** Start of EXTRACT TO READ **
Gerardo Bianchi

Not to be confused with Gerard Segarelli.

Gerardo Bianchi (1220/1225 – March 1, 1302) was an Italian churchman and papal diplomat, an important figure of the War of the Sicilian Vespers.

Life

He was born in Gainago, in the diocese of Parma, studied law at the University of Bologna, and became canon of the cathedral chapter of Parma.

He began his career in the Roman Curia as a Chaplain of Pope Innocent IV (1243-1254) and scriptor in the chancellery (attested in 1245).[1] He is attested as litterarum apostolicarum contradictorum Auditor (Auditor of the Rota) on April 30, 1277. At the time of his elevation to the Cardinalate he was a Protonotarius apostolicus.[2]

Pope Nicholas III in the Consistory of March 12, 1278, created nine cardinals, among them Gerardo Bianchi, whom he named Cardinal Priest of SS. XII Apostoli. On July 15, 1278 Pope Nicholas notified King Philip III of France that he was sending Cardinal Gerardo to Toulouse, where he would join with Cardinal Hieronymus Masci, O.Min.[3] and Master General John of Vercelli, OP, in bringing about a peace with King Alfonso of Castile.[4] On August 5 he was granted the right to employ the services of the members of whatever religious order he wished in his Legation to France.[5] On November 29, the Pope revised his instructions to the three Legates, in accordance with the wishes of the two kings, so that they would hold their meetings in Gascony.[6] On June 9, 1279, Pope Nicholas threatened King Alfonso with severe penalties for not cooperating with the peace process.[7]

Pope Nicholas III (Orsini) died on August 22, 1280, and Cardinal Bianchi participated in the Conclave which was held in Viterbo, beginning in September, 1280.[8] Nicholas III was succeeded by the French cardinal Simon de Brion on February 22, 1281, who took the name Martin IV.[9]

On April 12, 1281, Holy Saturday, Pope Martin IV held a Consistory in which he created seven new cardinals,[10] and promoted Cardinal Gerardo to the Order of Cardinal Bishops and assigned him the suburbicarian see of Sabina.[11]

Legate to the Kingdom of Sicily

The Sicilian Vespers, a revolt against the domination of the Island by King Charles of Anjou, which broke out in Palermo at Easter of 1282, shook the island of Sicily. Thousands of Angevins and other French residents of the island were massacred. The cities which had expelled the foreigners sent representatives to Pope Martin, begging him to take them under his protection and recognize them as free cities directly under the sovereignty of the Church. The Pope, always a supporter of King Charles, who had forced his election upon the College of Cardinals, refused. The cities then turned to King Pedro of Aragon for help.
** End of EXTRACT TO READ **
TASK 1:
Pick out every row below that contains the word "island", and copy each of those rows in full.
** Start of AVAILABLE RECORDS **
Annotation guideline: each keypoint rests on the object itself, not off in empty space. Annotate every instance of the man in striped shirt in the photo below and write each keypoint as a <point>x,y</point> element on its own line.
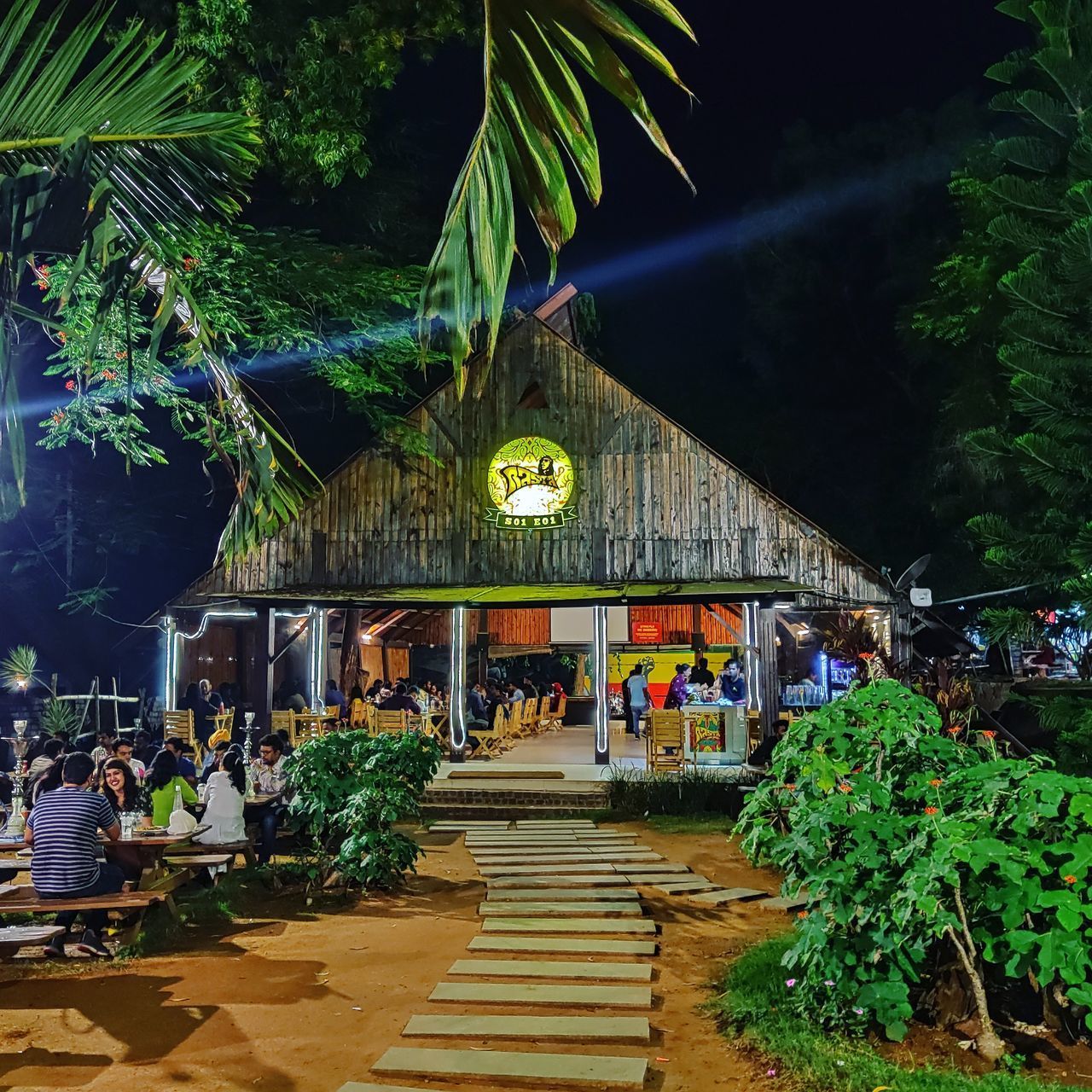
<point>63,829</point>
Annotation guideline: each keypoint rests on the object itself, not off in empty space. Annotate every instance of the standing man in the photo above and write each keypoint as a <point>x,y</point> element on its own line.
<point>63,829</point>
<point>268,773</point>
<point>636,688</point>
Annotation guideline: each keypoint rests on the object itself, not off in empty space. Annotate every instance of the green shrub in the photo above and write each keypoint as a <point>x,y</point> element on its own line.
<point>634,792</point>
<point>351,788</point>
<point>916,847</point>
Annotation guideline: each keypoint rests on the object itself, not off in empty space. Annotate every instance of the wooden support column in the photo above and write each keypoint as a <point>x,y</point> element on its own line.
<point>769,696</point>
<point>483,646</point>
<point>600,683</point>
<point>456,682</point>
<point>264,653</point>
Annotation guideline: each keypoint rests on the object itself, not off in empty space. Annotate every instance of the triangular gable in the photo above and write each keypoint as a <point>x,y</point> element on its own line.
<point>652,502</point>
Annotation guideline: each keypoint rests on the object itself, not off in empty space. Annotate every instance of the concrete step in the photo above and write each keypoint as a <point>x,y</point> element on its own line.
<point>484,1066</point>
<point>569,925</point>
<point>590,867</point>
<point>624,909</point>
<point>550,1029</point>
<point>574,997</point>
<point>725,896</point>
<point>550,969</point>
<point>576,880</point>
<point>574,946</point>
<point>560,894</point>
<point>685,886</point>
<point>782,904</point>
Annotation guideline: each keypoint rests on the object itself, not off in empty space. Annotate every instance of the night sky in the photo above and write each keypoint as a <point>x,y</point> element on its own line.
<point>671,317</point>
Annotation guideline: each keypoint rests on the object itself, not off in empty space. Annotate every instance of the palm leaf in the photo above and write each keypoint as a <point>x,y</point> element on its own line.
<point>535,125</point>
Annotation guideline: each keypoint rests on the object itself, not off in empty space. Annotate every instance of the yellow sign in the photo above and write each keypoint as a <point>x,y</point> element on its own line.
<point>530,483</point>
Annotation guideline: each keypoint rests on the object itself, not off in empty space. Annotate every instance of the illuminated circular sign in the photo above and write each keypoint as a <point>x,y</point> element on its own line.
<point>530,483</point>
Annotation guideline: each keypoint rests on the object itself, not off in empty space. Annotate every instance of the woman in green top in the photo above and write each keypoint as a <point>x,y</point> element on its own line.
<point>162,781</point>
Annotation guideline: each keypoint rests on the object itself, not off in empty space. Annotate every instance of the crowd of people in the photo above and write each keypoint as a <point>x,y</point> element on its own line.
<point>74,794</point>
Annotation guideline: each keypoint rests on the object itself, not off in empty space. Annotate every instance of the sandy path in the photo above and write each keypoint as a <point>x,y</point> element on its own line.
<point>306,1003</point>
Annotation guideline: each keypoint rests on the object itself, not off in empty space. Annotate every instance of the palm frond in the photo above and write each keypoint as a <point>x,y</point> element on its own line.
<point>535,120</point>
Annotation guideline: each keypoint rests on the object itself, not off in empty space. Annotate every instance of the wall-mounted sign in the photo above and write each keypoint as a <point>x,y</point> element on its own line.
<point>648,632</point>
<point>530,483</point>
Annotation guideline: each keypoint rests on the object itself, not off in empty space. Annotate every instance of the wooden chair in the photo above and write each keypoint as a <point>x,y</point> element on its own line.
<point>555,718</point>
<point>391,721</point>
<point>664,746</point>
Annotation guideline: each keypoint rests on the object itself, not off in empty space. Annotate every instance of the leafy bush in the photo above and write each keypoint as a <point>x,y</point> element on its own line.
<point>634,792</point>
<point>350,791</point>
<point>915,847</point>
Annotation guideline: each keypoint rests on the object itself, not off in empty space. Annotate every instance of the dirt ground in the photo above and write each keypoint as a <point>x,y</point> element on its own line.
<point>293,1002</point>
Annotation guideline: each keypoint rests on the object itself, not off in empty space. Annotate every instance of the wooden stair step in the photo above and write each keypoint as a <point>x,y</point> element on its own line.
<point>507,993</point>
<point>556,1029</point>
<point>550,969</point>
<point>547,1069</point>
<point>558,946</point>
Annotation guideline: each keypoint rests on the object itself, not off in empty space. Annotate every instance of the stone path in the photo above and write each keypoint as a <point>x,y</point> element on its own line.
<point>561,904</point>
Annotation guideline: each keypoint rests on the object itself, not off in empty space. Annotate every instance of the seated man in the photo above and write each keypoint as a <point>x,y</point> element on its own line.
<point>63,829</point>
<point>186,769</point>
<point>269,776</point>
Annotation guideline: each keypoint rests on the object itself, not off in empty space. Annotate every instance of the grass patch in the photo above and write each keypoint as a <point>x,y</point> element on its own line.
<point>752,1001</point>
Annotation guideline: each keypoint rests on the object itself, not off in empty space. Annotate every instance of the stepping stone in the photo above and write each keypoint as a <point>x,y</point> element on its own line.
<point>631,909</point>
<point>505,993</point>
<point>544,1069</point>
<point>685,887</point>
<point>782,903</point>
<point>550,969</point>
<point>579,880</point>
<point>729,894</point>
<point>561,894</point>
<point>573,1029</point>
<point>576,946</point>
<point>569,925</point>
<point>552,869</point>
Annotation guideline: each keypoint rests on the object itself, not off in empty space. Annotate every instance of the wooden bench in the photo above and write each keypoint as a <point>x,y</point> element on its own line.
<point>179,854</point>
<point>130,904</point>
<point>14,937</point>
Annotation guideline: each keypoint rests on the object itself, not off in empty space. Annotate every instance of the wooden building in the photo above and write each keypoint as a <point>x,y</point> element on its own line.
<point>623,509</point>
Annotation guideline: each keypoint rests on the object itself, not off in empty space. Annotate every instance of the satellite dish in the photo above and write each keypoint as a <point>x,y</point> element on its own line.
<point>913,572</point>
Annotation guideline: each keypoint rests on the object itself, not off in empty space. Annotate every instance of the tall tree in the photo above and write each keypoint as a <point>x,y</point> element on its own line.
<point>1011,300</point>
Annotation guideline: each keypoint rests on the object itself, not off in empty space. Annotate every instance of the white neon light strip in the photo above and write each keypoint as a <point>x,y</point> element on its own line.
<point>456,673</point>
<point>600,671</point>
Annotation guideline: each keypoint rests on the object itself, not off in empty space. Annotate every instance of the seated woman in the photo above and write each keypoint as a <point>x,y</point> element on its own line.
<point>224,799</point>
<point>162,781</point>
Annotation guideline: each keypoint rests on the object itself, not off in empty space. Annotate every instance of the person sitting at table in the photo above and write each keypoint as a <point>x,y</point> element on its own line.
<point>51,749</point>
<point>224,800</point>
<point>186,768</point>
<point>334,697</point>
<point>400,700</point>
<point>63,831</point>
<point>123,793</point>
<point>212,760</point>
<point>270,779</point>
<point>162,781</point>
<point>123,748</point>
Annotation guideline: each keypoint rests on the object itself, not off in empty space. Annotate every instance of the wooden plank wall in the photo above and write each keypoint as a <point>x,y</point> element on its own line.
<point>653,502</point>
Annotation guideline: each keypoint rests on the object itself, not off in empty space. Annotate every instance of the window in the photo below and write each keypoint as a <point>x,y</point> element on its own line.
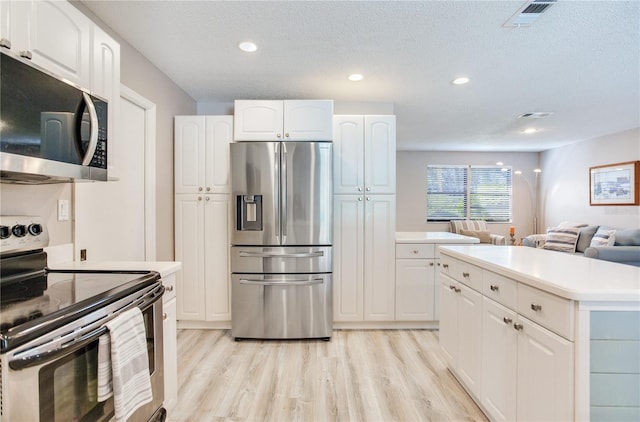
<point>473,192</point>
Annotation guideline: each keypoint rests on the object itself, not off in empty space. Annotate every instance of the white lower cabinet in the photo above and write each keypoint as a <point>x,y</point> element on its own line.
<point>364,258</point>
<point>515,368</point>
<point>202,245</point>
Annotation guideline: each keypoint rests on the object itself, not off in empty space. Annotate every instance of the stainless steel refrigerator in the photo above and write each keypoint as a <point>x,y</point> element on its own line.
<point>281,240</point>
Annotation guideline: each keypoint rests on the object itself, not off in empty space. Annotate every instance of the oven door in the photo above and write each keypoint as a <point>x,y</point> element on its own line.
<point>65,381</point>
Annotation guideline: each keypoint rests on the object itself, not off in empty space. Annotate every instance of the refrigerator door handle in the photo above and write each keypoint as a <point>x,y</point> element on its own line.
<point>244,254</point>
<point>283,181</point>
<point>283,282</point>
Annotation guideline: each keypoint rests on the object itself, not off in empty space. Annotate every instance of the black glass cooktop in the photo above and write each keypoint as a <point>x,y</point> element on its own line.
<point>57,297</point>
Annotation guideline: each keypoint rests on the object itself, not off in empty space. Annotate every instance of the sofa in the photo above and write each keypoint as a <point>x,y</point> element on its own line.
<point>598,242</point>
<point>476,228</point>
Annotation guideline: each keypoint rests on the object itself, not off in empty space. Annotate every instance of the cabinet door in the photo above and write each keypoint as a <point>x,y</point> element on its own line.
<point>348,257</point>
<point>414,289</point>
<point>170,353</point>
<point>190,153</point>
<point>219,134</point>
<point>308,120</point>
<point>448,333</point>
<point>216,241</point>
<point>256,120</point>
<point>348,154</point>
<point>379,257</point>
<point>189,241</point>
<point>56,34</point>
<point>545,374</point>
<point>105,83</point>
<point>380,154</point>
<point>470,338</point>
<point>499,358</point>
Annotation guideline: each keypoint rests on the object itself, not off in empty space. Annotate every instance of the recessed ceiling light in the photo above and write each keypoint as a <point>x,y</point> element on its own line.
<point>247,46</point>
<point>460,81</point>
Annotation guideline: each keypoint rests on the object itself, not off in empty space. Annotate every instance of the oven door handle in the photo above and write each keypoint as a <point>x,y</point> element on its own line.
<point>35,356</point>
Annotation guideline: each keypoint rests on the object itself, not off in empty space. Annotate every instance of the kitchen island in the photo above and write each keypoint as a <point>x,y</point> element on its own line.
<point>541,335</point>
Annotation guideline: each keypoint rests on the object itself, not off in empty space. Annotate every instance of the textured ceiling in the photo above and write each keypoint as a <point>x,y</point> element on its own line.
<point>579,60</point>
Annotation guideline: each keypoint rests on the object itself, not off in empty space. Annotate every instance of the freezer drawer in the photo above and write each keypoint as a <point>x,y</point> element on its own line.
<point>278,260</point>
<point>286,306</point>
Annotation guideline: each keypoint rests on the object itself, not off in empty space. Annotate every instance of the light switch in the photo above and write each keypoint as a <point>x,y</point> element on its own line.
<point>63,209</point>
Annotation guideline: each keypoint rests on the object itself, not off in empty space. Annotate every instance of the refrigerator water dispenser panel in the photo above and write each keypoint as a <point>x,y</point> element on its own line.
<point>249,212</point>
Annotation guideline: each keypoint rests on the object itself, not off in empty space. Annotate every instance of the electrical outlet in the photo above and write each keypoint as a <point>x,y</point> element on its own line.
<point>63,209</point>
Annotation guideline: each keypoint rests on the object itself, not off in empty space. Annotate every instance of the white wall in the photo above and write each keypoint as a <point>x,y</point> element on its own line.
<point>564,186</point>
<point>411,187</point>
<point>143,77</point>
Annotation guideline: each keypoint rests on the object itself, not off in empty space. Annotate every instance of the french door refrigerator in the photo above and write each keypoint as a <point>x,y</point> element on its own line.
<point>281,240</point>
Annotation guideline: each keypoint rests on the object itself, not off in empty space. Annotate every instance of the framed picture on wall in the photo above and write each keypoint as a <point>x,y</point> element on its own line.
<point>615,184</point>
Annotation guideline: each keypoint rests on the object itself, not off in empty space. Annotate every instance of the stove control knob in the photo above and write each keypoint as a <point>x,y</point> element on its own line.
<point>35,229</point>
<point>19,230</point>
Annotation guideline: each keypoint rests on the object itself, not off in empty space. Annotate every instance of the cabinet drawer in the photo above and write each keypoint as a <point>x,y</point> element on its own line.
<point>448,265</point>
<point>499,288</point>
<point>469,275</point>
<point>169,283</point>
<point>550,311</point>
<point>414,250</point>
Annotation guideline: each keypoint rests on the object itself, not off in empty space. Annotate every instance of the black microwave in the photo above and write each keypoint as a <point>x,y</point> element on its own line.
<point>50,131</point>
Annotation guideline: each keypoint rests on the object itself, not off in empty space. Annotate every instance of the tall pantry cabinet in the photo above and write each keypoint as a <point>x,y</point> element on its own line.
<point>202,215</point>
<point>364,218</point>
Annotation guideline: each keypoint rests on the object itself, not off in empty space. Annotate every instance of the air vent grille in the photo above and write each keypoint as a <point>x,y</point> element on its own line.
<point>528,13</point>
<point>535,115</point>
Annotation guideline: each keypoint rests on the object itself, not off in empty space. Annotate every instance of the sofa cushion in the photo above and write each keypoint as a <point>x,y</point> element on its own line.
<point>584,237</point>
<point>603,237</point>
<point>562,239</point>
<point>483,235</point>
<point>628,237</point>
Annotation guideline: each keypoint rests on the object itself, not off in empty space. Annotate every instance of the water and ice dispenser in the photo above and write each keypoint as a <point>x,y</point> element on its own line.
<point>249,212</point>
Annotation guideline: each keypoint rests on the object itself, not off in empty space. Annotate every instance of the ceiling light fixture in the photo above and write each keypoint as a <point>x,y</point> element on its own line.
<point>247,46</point>
<point>460,81</point>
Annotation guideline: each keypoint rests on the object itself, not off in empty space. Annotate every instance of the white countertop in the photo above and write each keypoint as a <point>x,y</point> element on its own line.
<point>566,275</point>
<point>434,237</point>
<point>163,267</point>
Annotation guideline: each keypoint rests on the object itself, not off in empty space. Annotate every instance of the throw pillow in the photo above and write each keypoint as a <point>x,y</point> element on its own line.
<point>584,237</point>
<point>603,238</point>
<point>483,235</point>
<point>562,239</point>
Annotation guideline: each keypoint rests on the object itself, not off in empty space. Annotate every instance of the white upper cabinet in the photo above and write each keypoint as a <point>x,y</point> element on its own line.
<point>202,153</point>
<point>288,120</point>
<point>364,154</point>
<point>52,34</point>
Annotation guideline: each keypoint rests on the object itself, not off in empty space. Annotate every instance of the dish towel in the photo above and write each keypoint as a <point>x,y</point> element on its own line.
<point>123,364</point>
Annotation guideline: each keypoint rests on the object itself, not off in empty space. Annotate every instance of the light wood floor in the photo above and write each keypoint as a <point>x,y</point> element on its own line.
<point>390,375</point>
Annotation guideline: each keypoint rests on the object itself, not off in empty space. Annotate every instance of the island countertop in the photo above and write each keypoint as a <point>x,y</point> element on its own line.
<point>565,275</point>
<point>434,237</point>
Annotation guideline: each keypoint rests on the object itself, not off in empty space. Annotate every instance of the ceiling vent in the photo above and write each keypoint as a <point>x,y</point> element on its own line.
<point>528,13</point>
<point>535,115</point>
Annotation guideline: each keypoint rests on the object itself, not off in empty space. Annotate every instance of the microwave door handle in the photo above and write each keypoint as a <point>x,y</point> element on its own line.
<point>93,138</point>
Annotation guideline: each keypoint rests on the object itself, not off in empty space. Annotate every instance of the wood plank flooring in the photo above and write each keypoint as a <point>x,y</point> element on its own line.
<point>369,375</point>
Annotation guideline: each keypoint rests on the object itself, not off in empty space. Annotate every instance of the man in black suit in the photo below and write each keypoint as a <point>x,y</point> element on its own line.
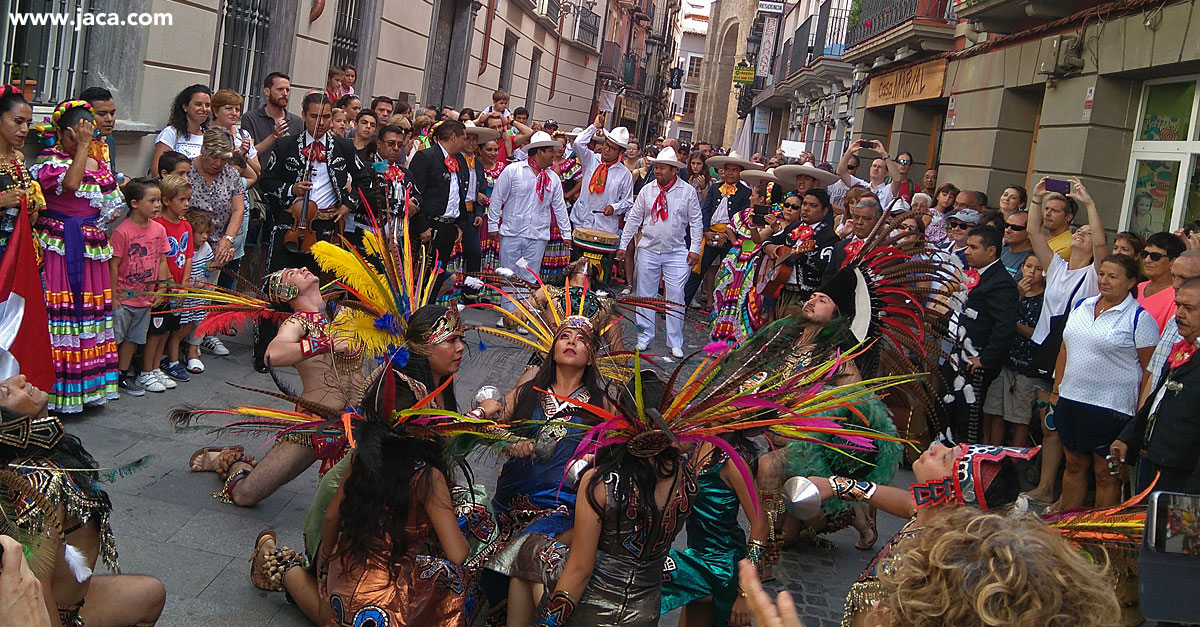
** End of AVAILABLE RECORDS **
TASK 2:
Answer these questions using the article on Gerardo Bianchi above:
(a) At which university did Bianchi study law?
(b) Which suburbicarian see did Pope Martin IV assign to him?
(c) In which city did the Sicilian Vespers break out?

TASK SOLUTION 1:
Annotation guideline: each keypoint rests on the object itself, not off in empty space. Annotate every instance of the kitchen island in the photo above and write each keypoint as a <point>x,y</point> element on its own line.
Annotation guideline: each keypoint rests on the object itself, not off in empty space. Annotate every instance of the island countertop in the photo above and write each keypoint as a <point>x,y</point> element on its own line.

TASK SOLUTION 2:
(a) The University of Bologna.
(b) Sabina.
(c) Palermo.